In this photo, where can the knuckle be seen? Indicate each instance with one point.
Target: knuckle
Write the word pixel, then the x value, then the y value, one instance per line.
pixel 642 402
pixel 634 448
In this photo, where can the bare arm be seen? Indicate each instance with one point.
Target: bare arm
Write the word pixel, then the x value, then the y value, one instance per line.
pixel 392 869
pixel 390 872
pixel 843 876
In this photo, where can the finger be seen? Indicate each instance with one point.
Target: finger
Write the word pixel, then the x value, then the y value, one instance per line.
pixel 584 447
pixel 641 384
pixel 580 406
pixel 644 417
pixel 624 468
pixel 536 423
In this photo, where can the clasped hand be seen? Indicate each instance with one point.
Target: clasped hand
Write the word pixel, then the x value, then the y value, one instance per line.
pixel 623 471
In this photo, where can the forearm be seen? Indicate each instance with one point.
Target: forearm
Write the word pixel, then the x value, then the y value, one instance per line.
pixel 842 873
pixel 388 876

────

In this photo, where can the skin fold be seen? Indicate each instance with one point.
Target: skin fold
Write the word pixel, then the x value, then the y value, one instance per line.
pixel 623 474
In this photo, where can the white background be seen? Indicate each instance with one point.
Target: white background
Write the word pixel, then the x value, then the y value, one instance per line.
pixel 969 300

────

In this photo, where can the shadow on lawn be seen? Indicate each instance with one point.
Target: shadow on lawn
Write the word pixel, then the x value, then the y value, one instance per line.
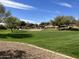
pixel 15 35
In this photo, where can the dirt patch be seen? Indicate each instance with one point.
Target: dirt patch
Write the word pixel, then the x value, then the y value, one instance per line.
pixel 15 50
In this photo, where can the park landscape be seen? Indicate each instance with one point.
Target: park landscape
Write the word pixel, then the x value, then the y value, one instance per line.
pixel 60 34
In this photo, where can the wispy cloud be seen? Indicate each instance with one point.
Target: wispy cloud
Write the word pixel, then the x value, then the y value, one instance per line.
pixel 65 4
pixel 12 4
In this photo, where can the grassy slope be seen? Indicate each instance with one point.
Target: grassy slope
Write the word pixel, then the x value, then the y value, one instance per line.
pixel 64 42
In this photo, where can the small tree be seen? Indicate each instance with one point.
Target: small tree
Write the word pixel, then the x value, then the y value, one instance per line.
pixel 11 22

────

== WRITTEN TASK ==
Rewrite the stretch of records from the line containing "In this photo, where can the shadow" through the line containing "pixel 11 22", replacing "dirt patch" with "mud patch" and leaving everything else unchanged. Omit the pictures from your answer.

== THE RESULT ==
In this photo, where can the shadow on lawn be seen? Indicate each instance with one point.
Target: shadow on lawn
Write the word pixel, then the x value, then the y value, one instance per line.
pixel 15 35
In this photo, where can the mud patch be seen? Indicate each instance with one point.
Target: mud patch
Write the word pixel, then the x value, then the y value, one instance per line.
pixel 15 50
In this photo, where can the park landscape be seen? Indicate each instance with one point.
Target: park landscape
Write the word pixel, then the x value, then the y value, one instance per line.
pixel 60 34
In this photo, where can the wispy cloud be seen? Indicate each instance with one point.
Target: wispy cloud
Write the word pixel, then the x value, then the y value, one instance per line.
pixel 65 4
pixel 12 4
In this photo, where can the grassy slope be seen? Indicate each instance with one point.
Target: grassy slope
Write the word pixel, then the x value, then the y value, one instance per line.
pixel 64 42
In this photo, where can the small tree be seen? Indicate each instance with one point.
Target: small tree
Write the word pixel, then the x value, then the y value, one instance per line.
pixel 11 22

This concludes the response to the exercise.